··· MATERIAL PROVIDED ···

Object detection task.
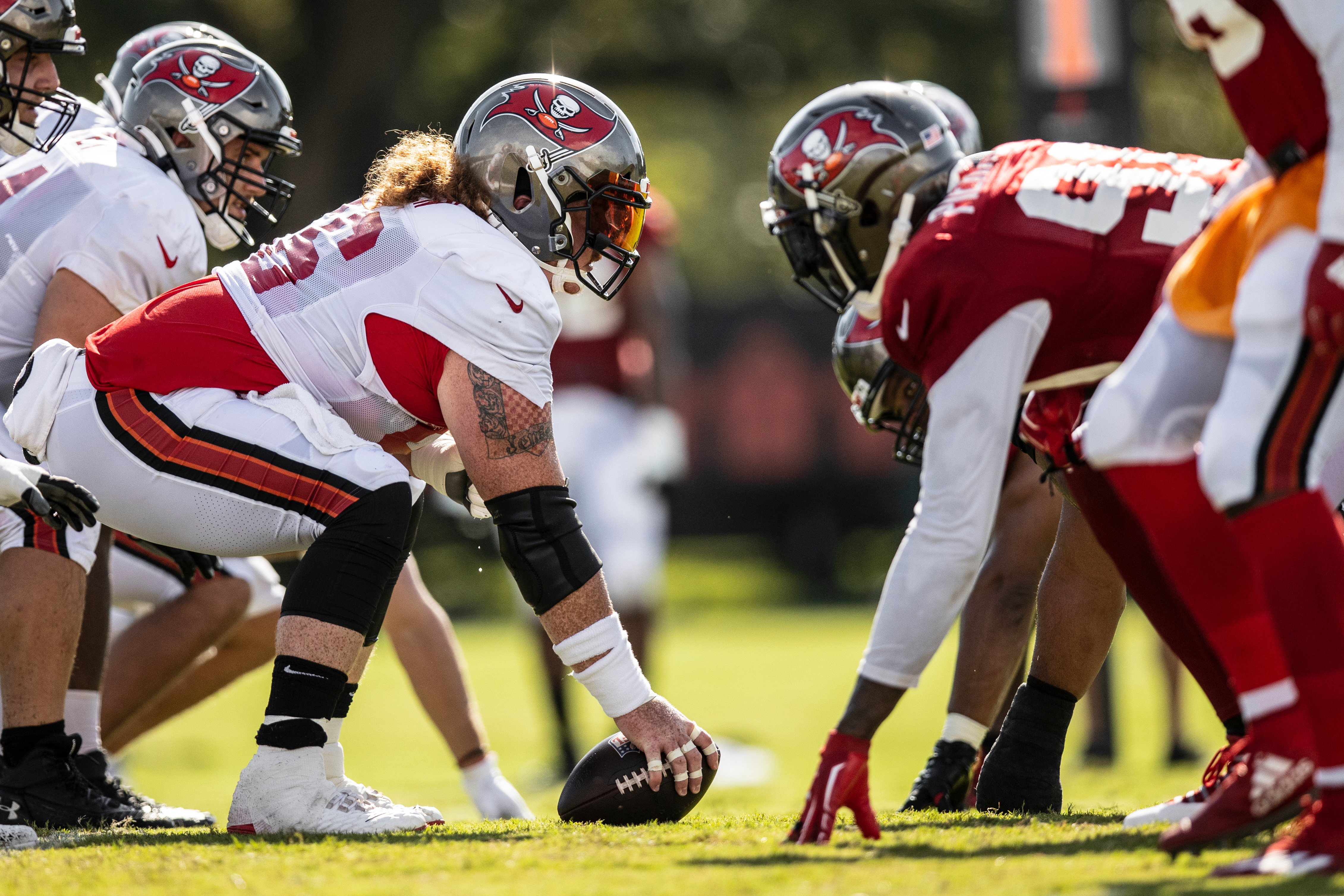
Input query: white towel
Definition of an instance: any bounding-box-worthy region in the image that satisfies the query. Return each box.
[247,383,372,455]
[4,338,83,462]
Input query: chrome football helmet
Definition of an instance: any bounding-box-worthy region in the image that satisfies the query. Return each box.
[93,21,242,118]
[118,39,302,248]
[761,81,962,317]
[0,0,85,156]
[831,306,929,466]
[456,75,649,298]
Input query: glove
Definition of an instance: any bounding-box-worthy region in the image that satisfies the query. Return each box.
[0,457,98,532]
[789,731,882,844]
[462,754,536,821]
[1017,385,1087,470]
[1306,243,1344,355]
[409,435,491,520]
[126,532,224,588]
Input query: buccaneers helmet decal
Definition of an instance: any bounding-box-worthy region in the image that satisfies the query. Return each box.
[140,47,261,110]
[485,81,616,161]
[780,108,914,196]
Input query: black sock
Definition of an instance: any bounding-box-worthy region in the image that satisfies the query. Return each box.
[1027,676,1078,703]
[0,719,66,769]
[331,684,359,719]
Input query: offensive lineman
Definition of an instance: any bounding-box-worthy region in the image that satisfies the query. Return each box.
[765,82,1238,841]
[0,42,298,826]
[5,75,718,833]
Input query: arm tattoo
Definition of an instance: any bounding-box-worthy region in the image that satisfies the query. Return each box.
[466,364,554,459]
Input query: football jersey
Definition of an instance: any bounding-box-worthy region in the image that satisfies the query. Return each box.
[0,129,206,402]
[882,140,1244,388]
[1167,0,1344,240]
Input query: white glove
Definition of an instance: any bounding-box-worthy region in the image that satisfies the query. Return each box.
[410,434,491,520]
[462,752,536,821]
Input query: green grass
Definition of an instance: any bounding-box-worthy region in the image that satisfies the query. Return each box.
[0,609,1344,896]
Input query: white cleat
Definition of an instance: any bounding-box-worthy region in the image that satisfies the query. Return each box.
[322,740,443,825]
[462,752,536,821]
[229,747,425,834]
[0,825,38,849]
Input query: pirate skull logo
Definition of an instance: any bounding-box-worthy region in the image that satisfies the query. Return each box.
[525,87,593,142]
[172,52,234,98]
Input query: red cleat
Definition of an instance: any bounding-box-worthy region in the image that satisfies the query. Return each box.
[1157,738,1316,856]
[1214,801,1344,877]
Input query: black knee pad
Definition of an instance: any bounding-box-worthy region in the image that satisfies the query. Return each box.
[485,485,602,615]
[280,482,411,635]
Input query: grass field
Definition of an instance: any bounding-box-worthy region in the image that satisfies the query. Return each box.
[0,599,1344,896]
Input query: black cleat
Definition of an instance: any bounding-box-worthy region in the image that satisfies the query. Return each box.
[0,733,140,827]
[976,684,1074,813]
[75,749,215,827]
[901,740,980,811]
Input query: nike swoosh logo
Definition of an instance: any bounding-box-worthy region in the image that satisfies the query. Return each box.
[495,284,523,314]
[155,237,177,267]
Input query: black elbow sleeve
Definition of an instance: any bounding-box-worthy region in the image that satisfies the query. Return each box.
[485,485,602,615]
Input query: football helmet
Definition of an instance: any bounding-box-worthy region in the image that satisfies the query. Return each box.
[0,0,85,156]
[901,81,980,156]
[831,305,929,465]
[93,21,242,118]
[118,39,302,248]
[761,81,962,317]
[457,75,651,298]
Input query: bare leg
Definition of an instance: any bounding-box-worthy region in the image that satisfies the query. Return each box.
[102,610,280,752]
[0,548,85,728]
[383,558,489,766]
[99,575,250,731]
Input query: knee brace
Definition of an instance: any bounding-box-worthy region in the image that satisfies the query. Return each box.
[280,482,411,637]
[485,485,602,615]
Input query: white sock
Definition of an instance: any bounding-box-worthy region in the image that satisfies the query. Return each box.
[939,712,989,749]
[66,690,102,754]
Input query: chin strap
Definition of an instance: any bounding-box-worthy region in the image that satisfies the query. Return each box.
[854,193,915,321]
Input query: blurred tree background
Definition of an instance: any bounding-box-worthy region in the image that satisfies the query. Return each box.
[59,0,1244,614]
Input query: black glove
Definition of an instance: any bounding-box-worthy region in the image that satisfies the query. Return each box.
[126,532,223,588]
[23,473,98,532]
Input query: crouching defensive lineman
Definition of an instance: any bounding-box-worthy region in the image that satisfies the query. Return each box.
[5,75,718,833]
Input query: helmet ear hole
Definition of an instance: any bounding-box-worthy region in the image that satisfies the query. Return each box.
[513,165,532,211]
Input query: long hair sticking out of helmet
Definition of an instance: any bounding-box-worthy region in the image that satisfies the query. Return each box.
[364,130,491,220]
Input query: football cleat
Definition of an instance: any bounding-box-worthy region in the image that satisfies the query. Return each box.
[0,733,144,827]
[1123,738,1250,827]
[1157,738,1316,856]
[322,740,443,825]
[74,749,215,827]
[0,815,38,849]
[901,740,980,811]
[229,747,425,834]
[462,752,536,821]
[1212,801,1344,877]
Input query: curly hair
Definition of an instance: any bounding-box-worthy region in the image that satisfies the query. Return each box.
[364,130,491,218]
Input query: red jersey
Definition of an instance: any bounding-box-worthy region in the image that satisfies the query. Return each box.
[882,140,1243,387]
[1167,0,1328,165]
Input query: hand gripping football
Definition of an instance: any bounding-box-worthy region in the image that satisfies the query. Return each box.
[556,733,714,825]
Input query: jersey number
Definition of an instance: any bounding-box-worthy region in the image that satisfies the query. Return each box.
[1017,164,1214,246]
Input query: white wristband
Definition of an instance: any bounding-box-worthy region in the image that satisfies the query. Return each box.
[561,634,653,719]
[551,612,626,666]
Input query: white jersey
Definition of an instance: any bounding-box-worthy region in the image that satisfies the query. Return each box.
[215,201,561,442]
[0,129,206,403]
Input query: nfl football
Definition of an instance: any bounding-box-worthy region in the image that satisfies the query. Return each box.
[556,733,714,825]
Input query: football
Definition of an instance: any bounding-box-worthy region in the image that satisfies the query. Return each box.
[556,733,714,825]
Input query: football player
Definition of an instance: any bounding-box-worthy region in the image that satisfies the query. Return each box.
[0,35,298,826]
[1082,0,1344,875]
[763,82,1241,841]
[5,75,718,833]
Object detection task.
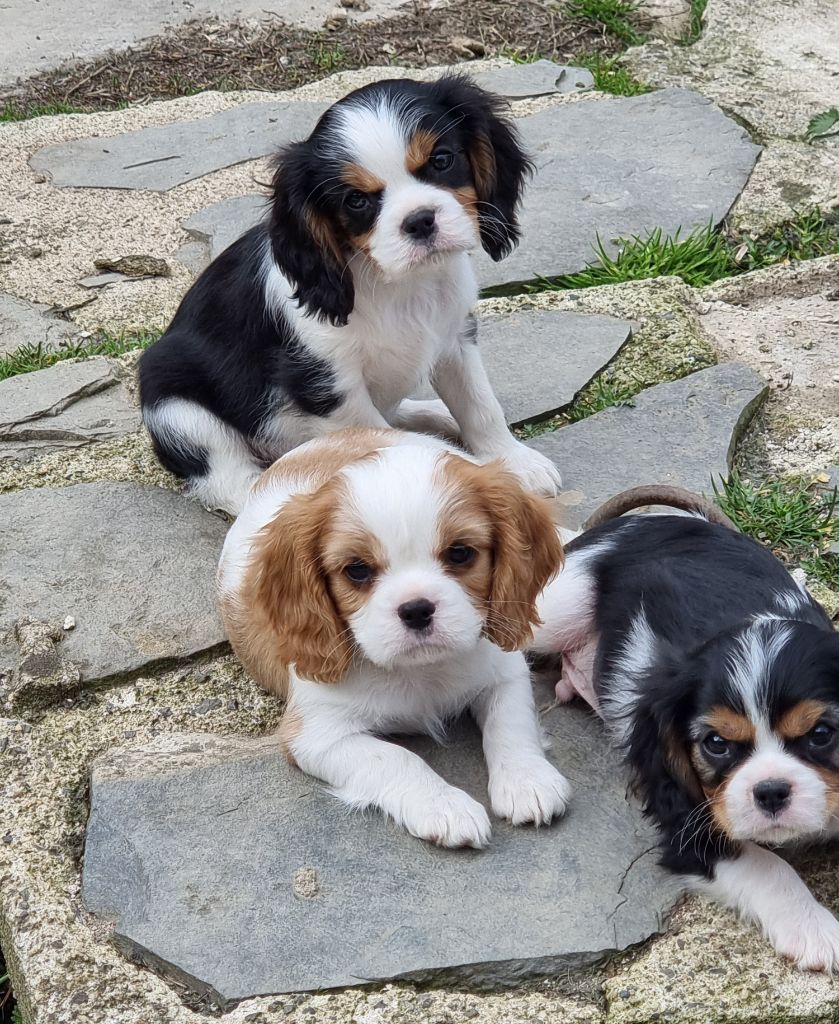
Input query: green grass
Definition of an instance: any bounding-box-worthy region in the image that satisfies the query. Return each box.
[565,0,644,46]
[679,0,708,46]
[529,209,839,292]
[0,331,160,381]
[574,53,653,96]
[714,472,839,592]
[0,100,87,122]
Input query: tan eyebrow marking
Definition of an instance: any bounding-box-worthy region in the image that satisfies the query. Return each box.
[774,699,828,739]
[705,705,757,743]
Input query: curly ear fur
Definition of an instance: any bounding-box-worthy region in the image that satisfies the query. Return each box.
[239,483,352,683]
[626,653,736,878]
[458,463,563,650]
[269,142,355,327]
[436,75,534,262]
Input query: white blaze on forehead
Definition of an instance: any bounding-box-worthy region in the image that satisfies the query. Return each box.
[345,445,444,569]
[336,96,419,184]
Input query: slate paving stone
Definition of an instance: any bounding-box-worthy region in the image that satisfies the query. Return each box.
[474,60,594,99]
[172,89,760,290]
[0,483,226,682]
[0,357,142,459]
[528,362,767,527]
[417,309,632,426]
[0,294,78,355]
[30,101,329,191]
[83,692,678,1005]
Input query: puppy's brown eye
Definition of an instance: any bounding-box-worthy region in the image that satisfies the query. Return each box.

···

**REQUIRED TASK**: Rewrite only the lines between the one containing "Input query: chrome football helmet" and the one containing "[126,532,224,588]", inclusive, keeping the requests unchanged. Scale every bounding-box coordinate in the answers by 0.65 and round each result to a whole number, with halves rounded up.

**FULL OUTPUT**:
Input query: chrome football helmet
Definition of an instance: any bounding-box-worthy region in the image that satisfies the query. Return each box.
[60,14,157,77]
[77,25,196,161]
[495,53,625,206]
[0,0,55,101]
[540,199,604,303]
[296,49,422,194]
Input query: glove
Definition of an instance: any bounding-box-worthy region in the image that satisfies the query. Return each box.
[0,297,64,346]
[513,475,573,549]
[300,490,348,534]
[661,250,707,306]
[849,158,874,231]
[266,283,319,338]
[82,346,146,382]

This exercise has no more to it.